Records provided
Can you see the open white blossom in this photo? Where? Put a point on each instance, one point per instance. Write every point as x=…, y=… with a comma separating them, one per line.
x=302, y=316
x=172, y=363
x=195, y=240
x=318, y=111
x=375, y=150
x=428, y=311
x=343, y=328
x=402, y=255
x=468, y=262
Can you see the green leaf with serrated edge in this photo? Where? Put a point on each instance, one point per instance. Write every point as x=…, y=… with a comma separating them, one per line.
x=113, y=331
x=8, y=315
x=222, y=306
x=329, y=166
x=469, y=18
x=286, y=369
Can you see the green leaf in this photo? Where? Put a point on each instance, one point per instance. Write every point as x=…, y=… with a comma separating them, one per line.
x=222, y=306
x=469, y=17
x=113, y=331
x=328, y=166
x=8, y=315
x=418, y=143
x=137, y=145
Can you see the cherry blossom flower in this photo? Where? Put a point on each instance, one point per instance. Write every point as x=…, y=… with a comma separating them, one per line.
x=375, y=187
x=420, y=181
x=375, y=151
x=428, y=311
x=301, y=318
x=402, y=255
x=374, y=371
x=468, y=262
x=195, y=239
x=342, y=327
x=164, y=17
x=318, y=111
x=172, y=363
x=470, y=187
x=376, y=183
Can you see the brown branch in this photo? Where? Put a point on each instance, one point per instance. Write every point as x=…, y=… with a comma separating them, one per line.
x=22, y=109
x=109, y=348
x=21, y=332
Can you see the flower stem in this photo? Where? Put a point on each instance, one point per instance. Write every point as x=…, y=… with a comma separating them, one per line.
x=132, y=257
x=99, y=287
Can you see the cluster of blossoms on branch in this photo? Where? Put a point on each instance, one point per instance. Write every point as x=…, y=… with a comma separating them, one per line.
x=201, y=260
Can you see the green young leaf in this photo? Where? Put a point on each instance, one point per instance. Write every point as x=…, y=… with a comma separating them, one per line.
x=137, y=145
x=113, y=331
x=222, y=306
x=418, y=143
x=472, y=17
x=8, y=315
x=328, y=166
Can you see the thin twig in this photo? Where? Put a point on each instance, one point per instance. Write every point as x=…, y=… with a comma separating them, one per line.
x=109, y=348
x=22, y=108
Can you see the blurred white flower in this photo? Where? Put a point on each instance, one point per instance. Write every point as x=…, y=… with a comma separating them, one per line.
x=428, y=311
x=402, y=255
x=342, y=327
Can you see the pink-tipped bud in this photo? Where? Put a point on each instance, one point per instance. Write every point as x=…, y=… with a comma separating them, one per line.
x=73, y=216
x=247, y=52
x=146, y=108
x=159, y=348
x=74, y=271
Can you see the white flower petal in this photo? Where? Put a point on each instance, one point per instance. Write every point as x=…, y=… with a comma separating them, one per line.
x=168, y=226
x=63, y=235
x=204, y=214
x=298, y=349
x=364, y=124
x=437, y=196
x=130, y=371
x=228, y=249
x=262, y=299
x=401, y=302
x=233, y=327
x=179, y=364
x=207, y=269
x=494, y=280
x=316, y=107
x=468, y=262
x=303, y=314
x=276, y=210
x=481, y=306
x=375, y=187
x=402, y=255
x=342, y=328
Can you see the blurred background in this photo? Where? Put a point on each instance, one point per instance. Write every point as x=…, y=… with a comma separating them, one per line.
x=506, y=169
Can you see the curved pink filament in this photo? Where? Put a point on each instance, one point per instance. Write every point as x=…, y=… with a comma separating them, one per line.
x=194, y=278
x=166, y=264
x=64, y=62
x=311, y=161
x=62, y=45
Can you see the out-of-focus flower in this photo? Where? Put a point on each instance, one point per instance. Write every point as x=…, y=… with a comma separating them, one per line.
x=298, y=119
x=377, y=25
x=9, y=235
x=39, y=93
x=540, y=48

Your instructions
Reproduce the material above word for word, from its first line through the line holding "x=376, y=183", both ends included.

Task output
Can you see the open white blossom in this photo? Where? Put a point on each instance, one point per instance. Write every point as x=…, y=… with a comma separating them, one per line.
x=302, y=316
x=172, y=363
x=195, y=240
x=318, y=111
x=375, y=150
x=428, y=311
x=343, y=328
x=402, y=255
x=468, y=262
Can you see the green leaf with serrated edge in this photo? Where? Put a point on each instance, one point per instance. Write every point as x=…, y=… with a comma separating them, one per line.
x=113, y=331
x=8, y=315
x=222, y=306
x=329, y=166
x=469, y=18
x=286, y=369
Can you see the green leaf in this photo? Where? Put a point on each instance, one point per instance. Write every point as x=…, y=… with a comma separating them, one per line.
x=222, y=306
x=469, y=17
x=113, y=331
x=328, y=166
x=8, y=315
x=418, y=143
x=137, y=145
Can you see the cherry blossom flower in this photo? Where? Put a point on each instance, one point per instance. Write every point as x=…, y=… with a comma separating them, one per line.
x=375, y=187
x=420, y=181
x=375, y=151
x=428, y=311
x=301, y=318
x=402, y=255
x=374, y=371
x=468, y=262
x=195, y=239
x=342, y=327
x=164, y=17
x=318, y=111
x=172, y=363
x=470, y=187
x=376, y=183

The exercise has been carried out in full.